(Point-per-instance localization data)

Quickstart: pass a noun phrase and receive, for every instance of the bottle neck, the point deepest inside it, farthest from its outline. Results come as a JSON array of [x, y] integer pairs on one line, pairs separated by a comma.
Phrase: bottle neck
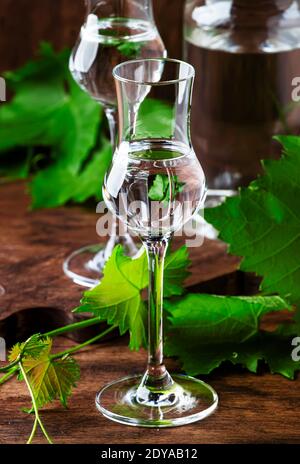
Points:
[[257, 13]]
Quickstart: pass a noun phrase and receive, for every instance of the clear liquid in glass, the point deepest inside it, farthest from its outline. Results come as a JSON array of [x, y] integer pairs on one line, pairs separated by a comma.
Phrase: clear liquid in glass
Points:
[[154, 187], [106, 42]]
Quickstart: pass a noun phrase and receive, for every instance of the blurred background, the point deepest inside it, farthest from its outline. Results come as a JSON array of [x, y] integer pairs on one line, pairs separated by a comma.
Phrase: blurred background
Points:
[[24, 25]]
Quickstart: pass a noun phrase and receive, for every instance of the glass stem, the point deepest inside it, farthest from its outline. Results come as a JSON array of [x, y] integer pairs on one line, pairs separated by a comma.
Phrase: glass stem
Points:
[[111, 113], [130, 248], [157, 380]]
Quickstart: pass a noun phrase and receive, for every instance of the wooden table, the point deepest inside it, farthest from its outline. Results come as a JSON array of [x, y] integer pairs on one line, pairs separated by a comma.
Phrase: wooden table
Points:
[[253, 409]]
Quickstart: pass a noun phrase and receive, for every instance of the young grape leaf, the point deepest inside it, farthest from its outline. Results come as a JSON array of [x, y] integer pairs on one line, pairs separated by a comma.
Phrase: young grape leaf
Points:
[[262, 223], [33, 347], [117, 299], [49, 378], [205, 330]]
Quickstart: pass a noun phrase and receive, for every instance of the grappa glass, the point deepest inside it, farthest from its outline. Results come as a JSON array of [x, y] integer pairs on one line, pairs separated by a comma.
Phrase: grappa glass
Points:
[[155, 185], [114, 31]]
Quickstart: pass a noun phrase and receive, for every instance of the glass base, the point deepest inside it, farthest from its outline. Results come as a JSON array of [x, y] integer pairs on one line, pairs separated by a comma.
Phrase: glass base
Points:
[[190, 400], [84, 266]]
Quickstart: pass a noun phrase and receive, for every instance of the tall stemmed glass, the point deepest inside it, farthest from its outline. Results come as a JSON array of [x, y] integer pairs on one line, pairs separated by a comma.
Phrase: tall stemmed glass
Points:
[[114, 31], [155, 185]]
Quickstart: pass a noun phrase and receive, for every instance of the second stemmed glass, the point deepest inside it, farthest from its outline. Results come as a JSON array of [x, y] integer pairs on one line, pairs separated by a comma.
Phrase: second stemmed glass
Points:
[[155, 185], [114, 30]]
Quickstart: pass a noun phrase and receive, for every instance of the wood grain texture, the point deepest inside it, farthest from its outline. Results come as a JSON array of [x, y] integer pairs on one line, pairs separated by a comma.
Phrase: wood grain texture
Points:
[[253, 409], [23, 25], [33, 246]]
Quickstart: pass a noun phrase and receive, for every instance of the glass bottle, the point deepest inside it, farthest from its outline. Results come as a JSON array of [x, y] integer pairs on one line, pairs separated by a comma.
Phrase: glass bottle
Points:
[[247, 56]]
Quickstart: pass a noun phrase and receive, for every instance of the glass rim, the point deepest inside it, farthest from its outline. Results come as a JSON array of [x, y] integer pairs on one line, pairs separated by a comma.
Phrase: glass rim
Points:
[[191, 73]]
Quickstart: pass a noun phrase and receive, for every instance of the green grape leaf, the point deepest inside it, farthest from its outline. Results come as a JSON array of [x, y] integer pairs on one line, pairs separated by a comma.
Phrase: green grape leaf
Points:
[[262, 223], [154, 120], [206, 330], [118, 300], [49, 378], [49, 112], [163, 189]]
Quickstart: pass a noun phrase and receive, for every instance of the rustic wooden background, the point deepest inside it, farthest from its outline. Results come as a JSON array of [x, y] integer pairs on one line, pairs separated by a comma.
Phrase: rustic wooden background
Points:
[[23, 25]]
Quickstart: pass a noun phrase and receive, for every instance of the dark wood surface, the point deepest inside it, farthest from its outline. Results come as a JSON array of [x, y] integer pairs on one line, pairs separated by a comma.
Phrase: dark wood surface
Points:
[[23, 25], [33, 245], [253, 409]]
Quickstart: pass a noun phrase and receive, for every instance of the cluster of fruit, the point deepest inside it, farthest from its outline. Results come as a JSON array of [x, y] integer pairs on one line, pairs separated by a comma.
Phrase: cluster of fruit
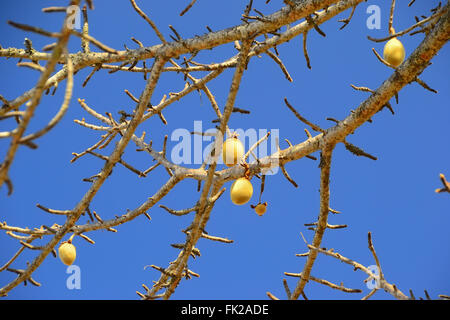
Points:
[[233, 151]]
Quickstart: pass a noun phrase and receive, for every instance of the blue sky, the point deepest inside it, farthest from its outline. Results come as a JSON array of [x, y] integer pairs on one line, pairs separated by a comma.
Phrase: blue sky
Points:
[[392, 197]]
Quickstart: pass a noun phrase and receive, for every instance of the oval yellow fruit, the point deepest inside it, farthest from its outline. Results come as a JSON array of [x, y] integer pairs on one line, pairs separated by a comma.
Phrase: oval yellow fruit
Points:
[[232, 151], [394, 52], [241, 191], [67, 253], [261, 208]]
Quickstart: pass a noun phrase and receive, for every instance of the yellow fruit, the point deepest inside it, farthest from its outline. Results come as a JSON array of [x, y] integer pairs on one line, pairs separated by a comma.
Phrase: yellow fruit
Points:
[[67, 253], [232, 151], [241, 191], [394, 52], [261, 208]]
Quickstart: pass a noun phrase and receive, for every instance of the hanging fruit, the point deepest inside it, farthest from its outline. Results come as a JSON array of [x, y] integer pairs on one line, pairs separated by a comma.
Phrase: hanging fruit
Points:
[[232, 151]]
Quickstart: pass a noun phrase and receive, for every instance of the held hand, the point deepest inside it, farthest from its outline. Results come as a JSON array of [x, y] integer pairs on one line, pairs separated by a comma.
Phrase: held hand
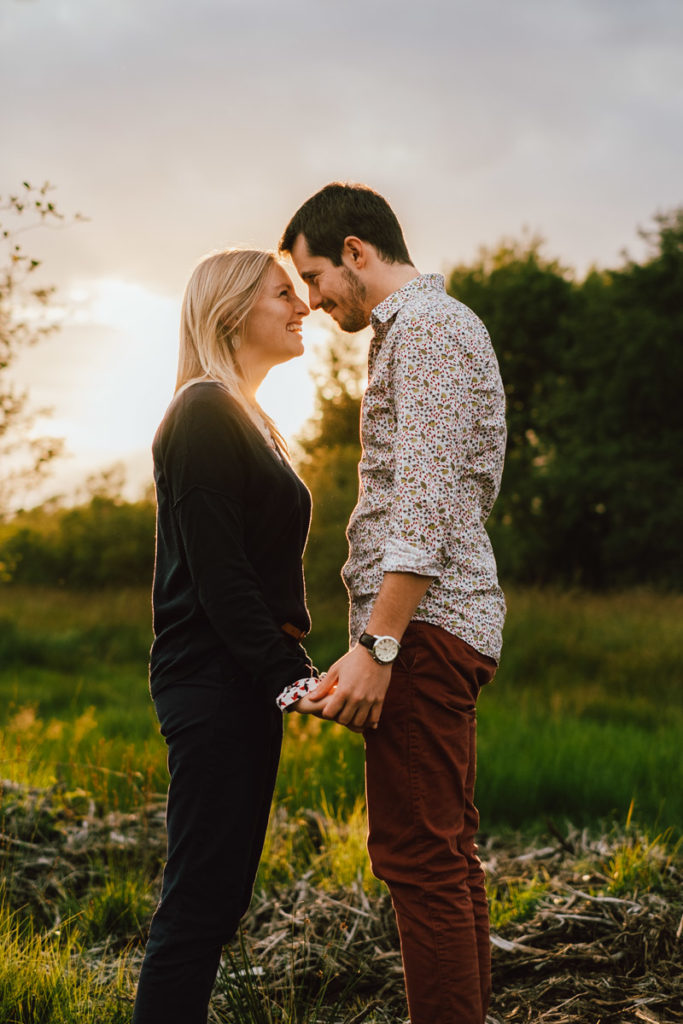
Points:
[[306, 706], [356, 690]]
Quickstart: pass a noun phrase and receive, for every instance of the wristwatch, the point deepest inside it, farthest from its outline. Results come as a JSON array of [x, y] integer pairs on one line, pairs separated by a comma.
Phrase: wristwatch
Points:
[[383, 649]]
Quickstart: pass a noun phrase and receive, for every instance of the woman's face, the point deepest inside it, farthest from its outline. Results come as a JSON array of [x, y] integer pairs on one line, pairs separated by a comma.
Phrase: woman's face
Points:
[[271, 333]]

▸ To do:
Using the data above, reproduce exactly the lines from the line that contains "Phrase: second stemmed glass" through the line that contains "Phrase: green grape leaf", including both.

▸ Reply:
Phrase: second stemmed glass
Points:
[[155, 185], [114, 30]]
Quickstart: pass a noun phrase and receive, for every instance of the wood grain texture, the point deepest inside it, farthest from its outline. Results come as a JSON array of [x, y] integer pairs on one line, pairs separated by a comma.
Phrase: wood grain texture
Points:
[[253, 409], [23, 25], [33, 246]]
Quickstart: pass a noun phrase and receive, for every instance of the glass bottle, the point deepest inside it, farthest from its outline. Results come as a JSON array of [x, y] integer pairs on one line, pairs separated by a comma.
Phrase: glass bottle
Points:
[[247, 56]]
Quickstart: pass a noun phrase and receive, for every instance of the glass rim, the point deepest inside it, farthest from its outline. Results come as a JSON array of [x, y] integer pairs on one line, pairs separated by a comma.
Phrase: glass rim
Points:
[[191, 73]]
Quickstart: pass a noun phrase and receive, for every instance of the green grape leaf, the point deepest inside it, farthest from its outline. Results come as a JSON array of [x, y] integer pairs on one line, pairs separated by a comma.
Phrase: green grape leaf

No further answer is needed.